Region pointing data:
• • • • • • •

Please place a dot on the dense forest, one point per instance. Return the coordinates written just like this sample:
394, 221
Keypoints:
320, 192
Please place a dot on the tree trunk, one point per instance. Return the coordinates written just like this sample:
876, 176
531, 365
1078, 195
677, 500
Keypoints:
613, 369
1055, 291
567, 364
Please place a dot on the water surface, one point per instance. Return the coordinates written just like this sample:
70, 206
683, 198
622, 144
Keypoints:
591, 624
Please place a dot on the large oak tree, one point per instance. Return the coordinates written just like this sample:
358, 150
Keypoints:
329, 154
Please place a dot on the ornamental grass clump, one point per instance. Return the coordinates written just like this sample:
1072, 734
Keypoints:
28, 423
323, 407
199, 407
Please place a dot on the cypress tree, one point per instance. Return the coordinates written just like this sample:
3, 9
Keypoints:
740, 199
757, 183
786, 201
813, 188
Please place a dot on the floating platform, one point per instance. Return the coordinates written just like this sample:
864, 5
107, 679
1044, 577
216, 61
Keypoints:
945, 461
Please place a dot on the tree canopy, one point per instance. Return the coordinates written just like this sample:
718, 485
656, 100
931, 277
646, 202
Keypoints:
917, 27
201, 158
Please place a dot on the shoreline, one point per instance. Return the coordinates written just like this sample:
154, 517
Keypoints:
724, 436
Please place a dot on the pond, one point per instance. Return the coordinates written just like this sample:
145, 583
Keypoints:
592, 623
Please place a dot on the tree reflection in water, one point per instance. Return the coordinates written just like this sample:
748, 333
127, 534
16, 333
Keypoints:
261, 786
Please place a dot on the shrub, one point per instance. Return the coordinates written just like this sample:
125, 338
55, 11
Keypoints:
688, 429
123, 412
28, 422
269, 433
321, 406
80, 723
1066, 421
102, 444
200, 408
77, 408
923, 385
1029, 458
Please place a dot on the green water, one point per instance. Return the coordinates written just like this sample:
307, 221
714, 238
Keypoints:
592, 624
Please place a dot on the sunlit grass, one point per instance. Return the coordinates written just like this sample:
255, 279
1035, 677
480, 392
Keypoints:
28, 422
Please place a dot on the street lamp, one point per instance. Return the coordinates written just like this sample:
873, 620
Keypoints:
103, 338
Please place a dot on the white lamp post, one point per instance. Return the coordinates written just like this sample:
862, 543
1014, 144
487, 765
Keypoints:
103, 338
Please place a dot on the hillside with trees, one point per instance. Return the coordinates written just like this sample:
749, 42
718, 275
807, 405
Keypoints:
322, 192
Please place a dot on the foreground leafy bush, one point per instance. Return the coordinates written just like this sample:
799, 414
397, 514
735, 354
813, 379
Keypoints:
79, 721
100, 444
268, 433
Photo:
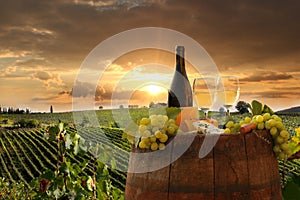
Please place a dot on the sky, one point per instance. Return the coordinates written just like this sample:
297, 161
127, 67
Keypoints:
44, 43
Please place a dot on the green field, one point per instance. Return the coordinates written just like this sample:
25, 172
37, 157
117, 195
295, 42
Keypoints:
25, 154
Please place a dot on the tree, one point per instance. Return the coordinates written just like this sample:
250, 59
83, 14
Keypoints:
151, 104
242, 107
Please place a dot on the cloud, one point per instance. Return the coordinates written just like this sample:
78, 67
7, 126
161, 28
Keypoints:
259, 76
50, 80
43, 76
272, 94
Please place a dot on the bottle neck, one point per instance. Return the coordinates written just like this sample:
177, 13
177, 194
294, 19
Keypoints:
180, 63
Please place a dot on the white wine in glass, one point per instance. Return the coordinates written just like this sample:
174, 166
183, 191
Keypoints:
228, 90
203, 92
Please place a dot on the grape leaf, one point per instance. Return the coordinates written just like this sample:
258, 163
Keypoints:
68, 141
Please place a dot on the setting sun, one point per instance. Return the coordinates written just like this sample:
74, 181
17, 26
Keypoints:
154, 89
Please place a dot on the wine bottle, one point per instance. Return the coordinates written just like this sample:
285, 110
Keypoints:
180, 92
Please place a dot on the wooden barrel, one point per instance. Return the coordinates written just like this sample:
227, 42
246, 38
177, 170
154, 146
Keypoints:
239, 167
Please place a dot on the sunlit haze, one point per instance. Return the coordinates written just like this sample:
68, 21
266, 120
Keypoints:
44, 43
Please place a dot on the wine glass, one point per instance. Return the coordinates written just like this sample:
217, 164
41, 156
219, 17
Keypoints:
228, 90
203, 92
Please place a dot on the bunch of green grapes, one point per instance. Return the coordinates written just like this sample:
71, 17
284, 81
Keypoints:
274, 124
295, 141
233, 127
154, 132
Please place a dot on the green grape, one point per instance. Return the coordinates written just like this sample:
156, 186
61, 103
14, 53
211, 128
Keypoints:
124, 135
145, 121
161, 146
273, 131
281, 155
259, 118
227, 131
171, 130
247, 120
242, 122
266, 116
280, 125
237, 127
154, 146
288, 152
142, 145
253, 121
284, 146
154, 121
171, 121
284, 134
276, 149
154, 129
267, 125
160, 124
276, 118
142, 128
229, 124
158, 134
146, 140
280, 140
165, 117
260, 125
153, 139
163, 138
174, 126
272, 122
146, 133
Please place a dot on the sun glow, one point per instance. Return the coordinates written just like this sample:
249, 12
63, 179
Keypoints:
154, 89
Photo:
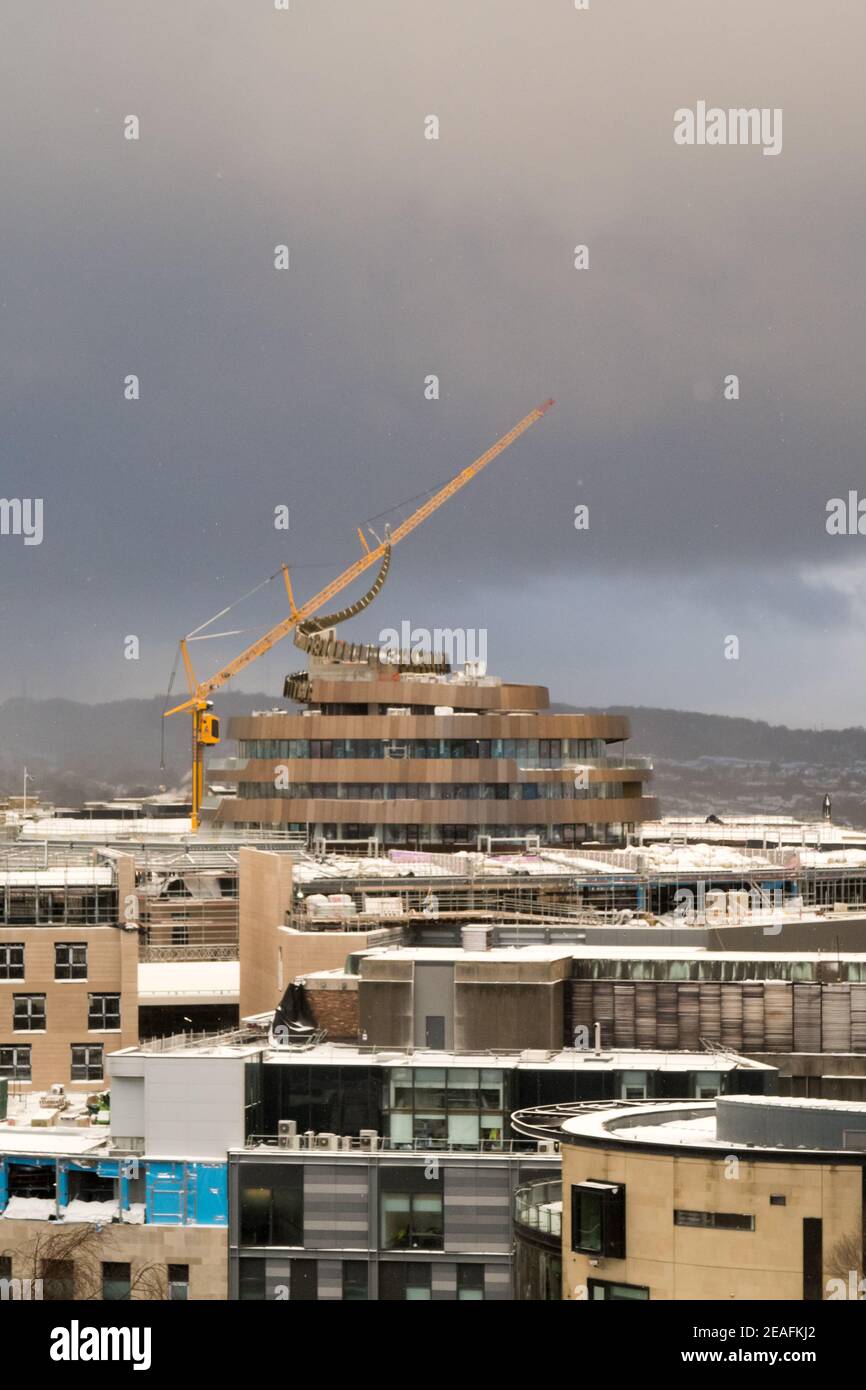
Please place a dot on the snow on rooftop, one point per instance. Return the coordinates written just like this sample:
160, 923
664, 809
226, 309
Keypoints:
61, 876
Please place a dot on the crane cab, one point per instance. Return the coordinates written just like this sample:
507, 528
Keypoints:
209, 729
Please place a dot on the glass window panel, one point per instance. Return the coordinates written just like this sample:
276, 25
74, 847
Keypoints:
401, 1127
491, 1129
464, 1130
430, 1087
463, 1089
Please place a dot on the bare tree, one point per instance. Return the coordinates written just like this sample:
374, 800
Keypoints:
82, 1247
845, 1258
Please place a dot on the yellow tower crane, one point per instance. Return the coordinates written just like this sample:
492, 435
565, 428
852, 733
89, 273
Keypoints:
206, 726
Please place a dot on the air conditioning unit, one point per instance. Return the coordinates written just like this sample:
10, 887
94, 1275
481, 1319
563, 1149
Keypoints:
287, 1130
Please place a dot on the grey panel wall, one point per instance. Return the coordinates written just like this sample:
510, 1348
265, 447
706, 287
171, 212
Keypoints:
335, 1207
330, 1279
496, 1282
193, 1105
477, 1208
748, 1016
445, 1282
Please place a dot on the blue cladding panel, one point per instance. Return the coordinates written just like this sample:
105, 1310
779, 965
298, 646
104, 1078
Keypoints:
164, 1194
186, 1194
207, 1194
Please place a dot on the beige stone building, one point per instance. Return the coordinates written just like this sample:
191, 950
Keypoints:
68, 970
742, 1198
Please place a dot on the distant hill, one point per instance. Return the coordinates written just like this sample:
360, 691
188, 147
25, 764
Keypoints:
713, 763
704, 762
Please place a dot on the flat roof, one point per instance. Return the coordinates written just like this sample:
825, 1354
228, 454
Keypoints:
583, 951
22, 1139
694, 1125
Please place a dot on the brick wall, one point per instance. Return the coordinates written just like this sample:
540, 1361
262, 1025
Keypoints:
335, 1011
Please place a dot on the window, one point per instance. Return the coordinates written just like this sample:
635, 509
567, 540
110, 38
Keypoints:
28, 1012
11, 962
355, 1280
470, 1283
601, 1289
405, 1283
715, 1221
303, 1280
86, 1062
104, 1012
271, 1204
410, 1208
634, 1086
708, 1084
598, 1219
250, 1280
57, 1280
117, 1280
15, 1064
70, 961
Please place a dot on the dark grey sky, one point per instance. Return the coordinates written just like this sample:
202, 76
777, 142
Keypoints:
452, 257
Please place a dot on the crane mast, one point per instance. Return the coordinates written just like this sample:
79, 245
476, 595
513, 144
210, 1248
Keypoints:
205, 726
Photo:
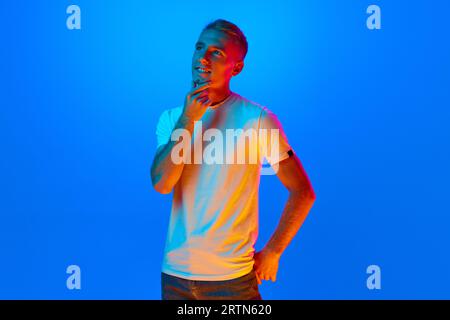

• • • • • • •

We ask that the entries above be copied exactly, with the pictures omitted.

## Completed task
Please place a dot on the dense forest, one point per instance. Return the coordinates written just like this sample:
394, 221
Keypoints:
320, 192
Please place a dot on the tree trunk, one point per instance. Return the coordinates written just like this sample:
876, 176
531, 365
1078, 195
677, 500
Keypoints:
613, 369
1055, 291
567, 364
Please place a dot on the water surface, one point per instance. Return the coordinates written just like this sample:
70, 206
683, 198
622, 144
Keypoints:
591, 624
Please place a dot on the large oak tree, one point per instance. Return the coordinates written just like this sample:
358, 150
Keypoints:
329, 154
Please place a dot on the ornamental grass clump, one point per instance. Return the coordinates written just like this sample:
1072, 734
Keypoints:
28, 423
323, 407
199, 407
Please place a dot on the cypress tree, one point per instance. Return the coordinates written just like this sample:
3, 9
Keypoints:
740, 199
757, 183
786, 201
813, 188
Please place a dot on the floating platform, one point per instance. Return the coordinates written just like this sample:
864, 5
107, 679
1044, 577
216, 61
Keypoints:
945, 461
Please place a dot on the tree canopy, one point per instance. Return the coordinates written just like this sample:
718, 485
656, 100
931, 277
646, 202
Keypoints:
917, 27
201, 158
Please place a dot on the shoreline, one point per instance. Return the coordinates written just like this sample:
154, 517
Keypoints:
724, 436
Please place a dot on the pond, one point per instance. Return the coordinates written just like this sample:
145, 583
Keypoints:
592, 623
Please place a dot on the tree reflection in water, one point per instance. Return the coordinates written just like this sample:
748, 333
127, 534
16, 333
Keypoints:
261, 786
Please place a dot on the shrub, one point per instance. Return the coordinates written just like this sample:
125, 338
55, 11
Keypoints:
688, 429
123, 412
28, 422
269, 433
321, 406
80, 723
1066, 421
102, 444
200, 408
77, 408
923, 385
1029, 458
Please place a dot on the green water, one point per instance. Return the coordinates written just like this sample:
307, 221
714, 238
Keypoints:
592, 624
Please place a dot on the sunlit grass, one point per instance. Return the coordinates written just like this sample:
255, 279
1035, 677
480, 392
Keypoints:
28, 422
Please place a dot on the street lamp, one point per instance. Return the coordinates written just like this sample:
873, 620
Keypoints:
103, 338
Please place a dot on the white lamp post, one point per instance. Return the coordinates written just like this sample:
862, 543
1014, 144
487, 765
Keypoints:
103, 338
Please place a dot on the hillside with trees, one point per instance. Return the coordinates written just like this sample:
749, 42
718, 275
807, 405
Keypoints:
322, 192
Please place a dot on the foreground leafy bush, one point per instance. Return the coordinates written just like this sample:
799, 414
397, 514
735, 354
813, 379
Keypoints:
79, 721
100, 444
268, 433
Photo:
Please place a dot on the sky, one point per instance. Return the coordinates written just like this sample:
297, 161
127, 67
Keypoints:
44, 43
Please place a dot on the green field, one point per instance. Return the coordinates written just like this sample:
25, 172
37, 157
117, 195
295, 42
Keypoints:
25, 154
Please place a dot on the tree, one point per instance. Return the coordinates written just like this sample:
250, 59
83, 14
Keypoints:
151, 104
242, 107
Please place a dot on the cloud, one point per instance. Return the coordinates written just like this sample:
78, 67
7, 126
161, 28
Keypoints:
259, 76
50, 80
43, 76
272, 94
Please place a dot on the bottle neck, one point per instance. Return the coordinates written just like this sample:
177, 13
177, 194
294, 19
Keypoints:
180, 63
Please place a dot on the white wine in glass, one point per instance. Return the coordinates written just like this sample:
174, 166
183, 191
Keypoints:
228, 90
203, 92
Please place a dot on the grape leaf, one point per instance. Return the coordinates written just like this sample:
258, 163
Keypoints:
68, 141
Please place a dot on the setting sun, one point per instance. Return the coordinates written just like this sample:
74, 181
17, 26
Keypoints:
154, 89
Please place a dot on the wine bottle, one point per instance. Return the coordinates written just like this sample:
285, 110
Keypoints:
180, 92
Please place a dot on the wooden barrel, one point per instance. Return the coordinates written just like this sample:
227, 42
246, 38
177, 170
154, 146
Keypoints:
239, 167
Please place a dot on the sunlit haze, one point per instance. Return the coordinates written just like this sample:
68, 21
266, 120
Keypoints:
44, 43
Please place a dot on the wine glass, one point per instance. Return the coordinates written just like this sample:
217, 164
41, 156
219, 17
Keypoints:
228, 90
203, 92
Please place a dot on the bunch of green grapes, one point per instance. Return the coordinates written just like this sample:
71, 17
284, 81
Keypoints:
274, 124
295, 141
233, 127
154, 132
Please place a dot on the green grape, one point per instance. Return the coordinates written just like this sample:
156, 186
61, 103
14, 53
211, 128
Keypoints:
124, 135
145, 121
161, 146
273, 131
281, 155
259, 118
227, 131
171, 130
247, 120
242, 122
266, 116
280, 125
237, 127
154, 146
288, 152
142, 145
253, 121
284, 146
154, 121
171, 121
284, 134
276, 149
154, 129
267, 125
160, 124
276, 118
142, 128
229, 124
158, 134
146, 140
280, 140
165, 117
260, 125
153, 139
163, 138
174, 126
272, 122
146, 133
Please place a dot on the sun glow, one point per instance. Return the coordinates written just like this sample:
249, 12
63, 179
Keypoints:
154, 89
Photo:
Please place a dot on the snow on rooftop, one point per instance. Return the coordinates written just like this sample:
160, 923
664, 809
226, 309
Keypoints:
61, 876
Please place a dot on the crane cab, one point per instance. Return the coordinates written just like this sample:
507, 528
Keypoints:
209, 729
Please place a dot on the glass window panel, one point per instance. Return the coordinates written just like this sample:
276, 25
74, 847
Keypoints:
401, 1127
491, 1129
464, 1130
430, 1087
463, 1089
Please place a dot on the bare tree, one point per instance. Return the coordinates written just like this sample:
374, 800
Keypoints:
82, 1247
845, 1258
Please place a dot on the yellow tower crane, one point per instance. Return the coordinates written just like this sample:
492, 435
565, 428
852, 733
89, 273
Keypoints:
206, 726
Please place a dot on the air conditioning unit, one point per instance. Return the coordinates written just like this sample:
10, 887
94, 1275
481, 1319
563, 1149
Keypoints:
287, 1130
Please place a dot on the grey panel wall, one point per instance. Return the coordinates written just like this sample:
510, 1348
265, 447
706, 287
171, 212
Keypoints:
335, 1207
330, 1279
496, 1282
193, 1105
477, 1208
748, 1016
445, 1282
Please place a dot on the blue cladding panel, one point per instance. Return the coordinates written just like this sample:
105, 1310
779, 965
298, 646
104, 1078
Keypoints:
164, 1194
186, 1194
207, 1194
Please place a dot on the beige stone building, one point per instance. Return the coordinates written just like this sample:
191, 950
Keypoints:
68, 970
742, 1198
Please place a dot on the distant hill, one point per instance. Return the coordinates written just like this sample:
360, 691
188, 147
25, 764
Keypoints:
713, 763
704, 762
Please place a dot on the flat roof, one point per instance. Return the coordinates written just like this sample:
825, 1354
228, 454
Keypoints:
583, 951
22, 1139
694, 1125
Please place a dot on the brick wall, one point per instance. Return the coordinates written just like this sample:
540, 1361
262, 1025
Keypoints:
335, 1011
Please place a dot on the window, one point per instance. Return the coordinates written just like this sample:
635, 509
567, 540
110, 38
Keypoints:
28, 1012
11, 962
355, 1280
470, 1283
601, 1289
405, 1283
715, 1221
303, 1280
86, 1062
104, 1012
271, 1204
410, 1208
634, 1086
708, 1084
598, 1219
250, 1280
57, 1280
117, 1280
15, 1064
70, 961
Please place a dot on the dark grey sky, one point per instance. Return the coordinates written just like this sample:
202, 76
777, 142
Keypoints:
452, 257
Please place a dot on the crane mast, one point per instance. Return the coordinates written just like this sample:
79, 245
476, 595
513, 144
210, 1248
Keypoints:
205, 726
Photo:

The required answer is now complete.